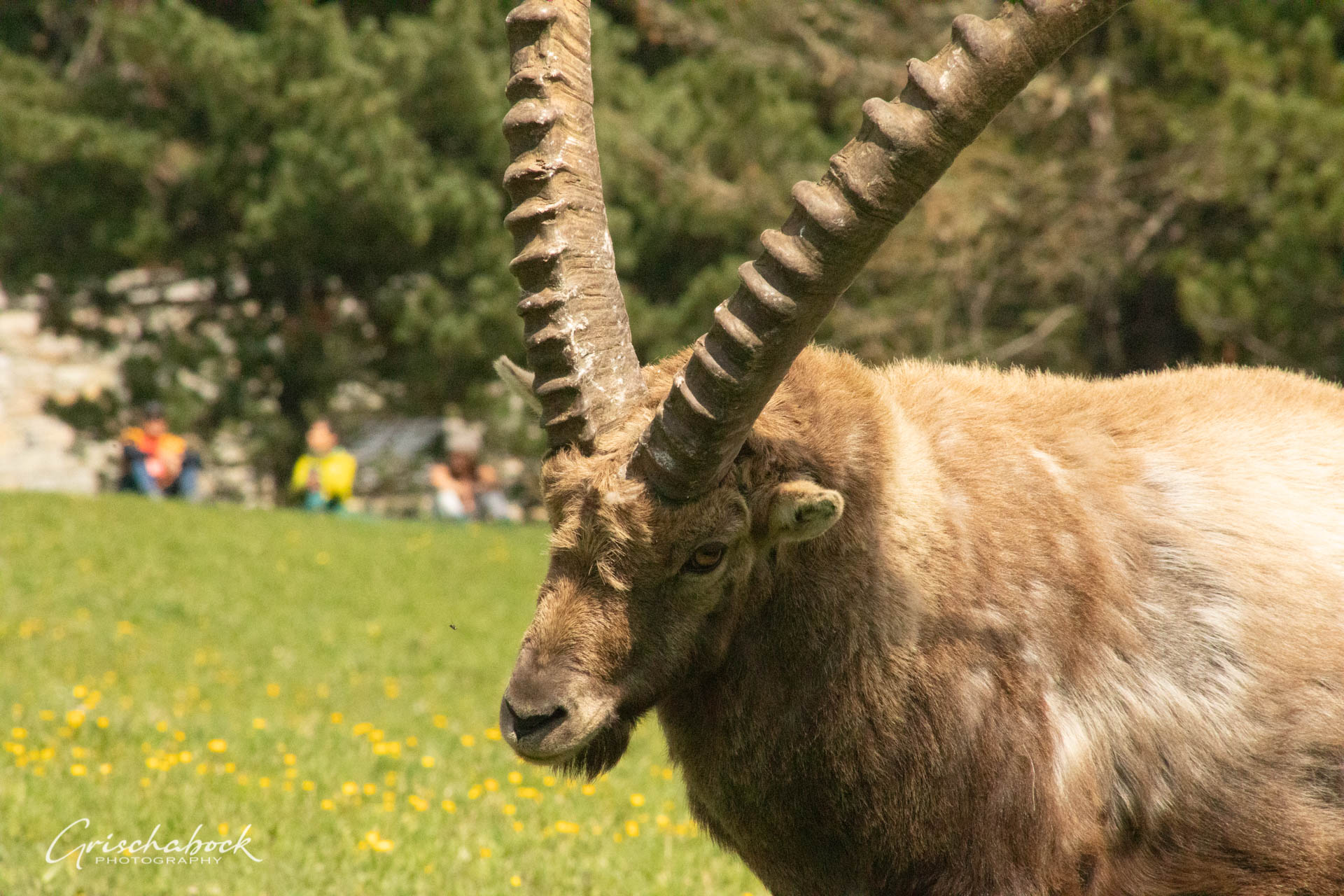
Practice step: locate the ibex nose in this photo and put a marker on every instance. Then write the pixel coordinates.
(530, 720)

- - -

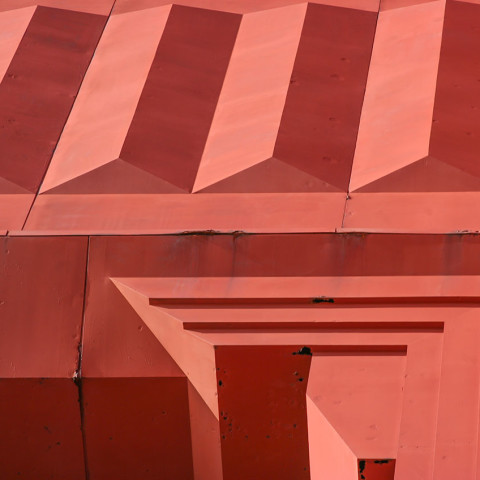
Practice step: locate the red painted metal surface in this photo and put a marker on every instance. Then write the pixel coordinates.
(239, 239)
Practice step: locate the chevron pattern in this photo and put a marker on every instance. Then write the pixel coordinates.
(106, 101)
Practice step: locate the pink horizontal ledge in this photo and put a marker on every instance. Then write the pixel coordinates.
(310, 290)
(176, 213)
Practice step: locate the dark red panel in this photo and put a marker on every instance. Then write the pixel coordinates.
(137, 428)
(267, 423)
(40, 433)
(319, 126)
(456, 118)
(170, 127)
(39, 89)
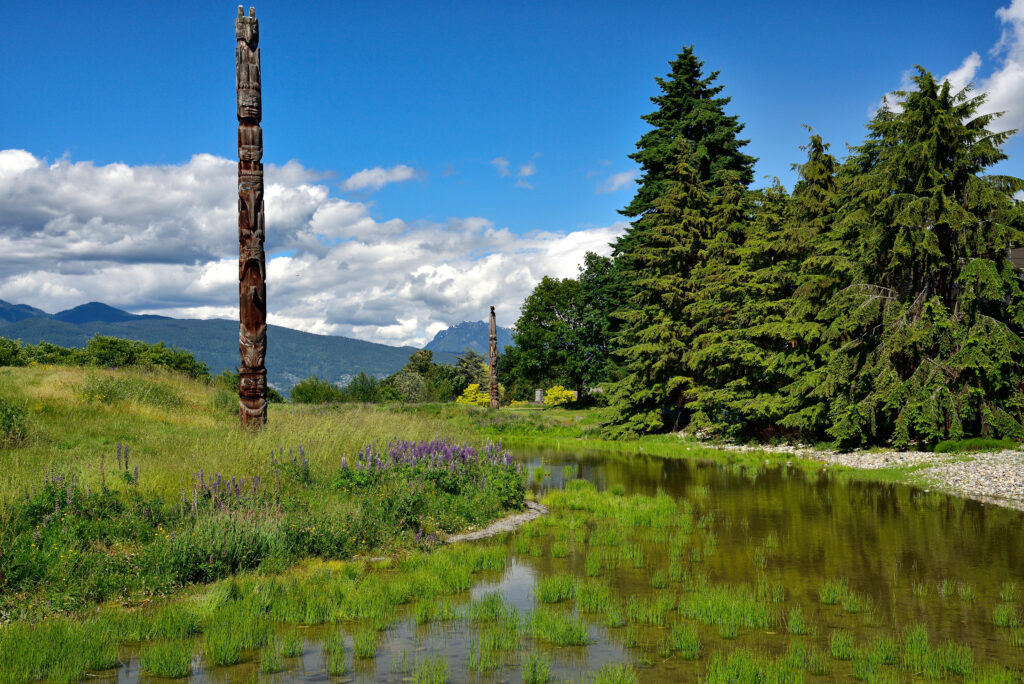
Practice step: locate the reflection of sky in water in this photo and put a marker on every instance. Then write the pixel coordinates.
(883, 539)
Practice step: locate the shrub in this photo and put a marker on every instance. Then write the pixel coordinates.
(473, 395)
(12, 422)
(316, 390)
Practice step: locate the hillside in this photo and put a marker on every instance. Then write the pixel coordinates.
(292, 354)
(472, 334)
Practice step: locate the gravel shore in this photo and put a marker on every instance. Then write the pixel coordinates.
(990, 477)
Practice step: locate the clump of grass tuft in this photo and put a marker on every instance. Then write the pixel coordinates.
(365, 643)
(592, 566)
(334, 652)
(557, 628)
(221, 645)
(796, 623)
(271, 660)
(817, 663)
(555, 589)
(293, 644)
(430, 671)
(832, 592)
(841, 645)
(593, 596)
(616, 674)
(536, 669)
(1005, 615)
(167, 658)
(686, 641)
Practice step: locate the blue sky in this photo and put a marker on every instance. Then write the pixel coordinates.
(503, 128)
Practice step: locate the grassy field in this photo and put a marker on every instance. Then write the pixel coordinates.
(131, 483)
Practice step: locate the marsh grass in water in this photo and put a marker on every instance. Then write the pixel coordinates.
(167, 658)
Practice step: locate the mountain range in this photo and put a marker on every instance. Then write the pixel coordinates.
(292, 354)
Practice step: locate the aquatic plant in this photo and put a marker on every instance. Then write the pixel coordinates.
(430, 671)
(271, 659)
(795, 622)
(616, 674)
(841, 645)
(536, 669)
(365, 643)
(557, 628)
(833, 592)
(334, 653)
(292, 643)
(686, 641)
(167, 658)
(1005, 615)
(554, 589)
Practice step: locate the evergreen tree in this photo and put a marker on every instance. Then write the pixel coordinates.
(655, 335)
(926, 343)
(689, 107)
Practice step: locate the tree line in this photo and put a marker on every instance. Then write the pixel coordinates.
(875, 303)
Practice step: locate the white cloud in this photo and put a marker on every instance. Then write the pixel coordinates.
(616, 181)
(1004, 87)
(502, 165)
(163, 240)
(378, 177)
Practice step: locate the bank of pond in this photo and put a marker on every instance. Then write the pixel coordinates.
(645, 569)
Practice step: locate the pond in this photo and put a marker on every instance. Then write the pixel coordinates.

- - -

> _Exercise objective_
Could you extract, word for word, the stretch of lines above that opens with the line containing "Practice step: locate the evergreen" and closes with the line containing "Practice step: locate the pond", including both of those lines?

> _Finished task_
Practice step: locate the evergreen tree in this photo and put a marker on every instance. Then write the pixel coordinates.
(655, 335)
(926, 343)
(689, 107)
Practice step: locate the tree line in this photo and put a marker on every instance. Then write the pixel coordinates.
(875, 303)
Practice step: locate the white cloud in this photo and put a marker on every instance. Then write the pixel coordinates.
(616, 181)
(1004, 87)
(502, 165)
(163, 240)
(378, 177)
Practice step: locate the bank of pond in this photo and put a marker on every instance. Then write the pixel coordinates.
(645, 569)
Practice step: locate the pond in this photo and put a marker on every instance. Then write the pixel coordinates.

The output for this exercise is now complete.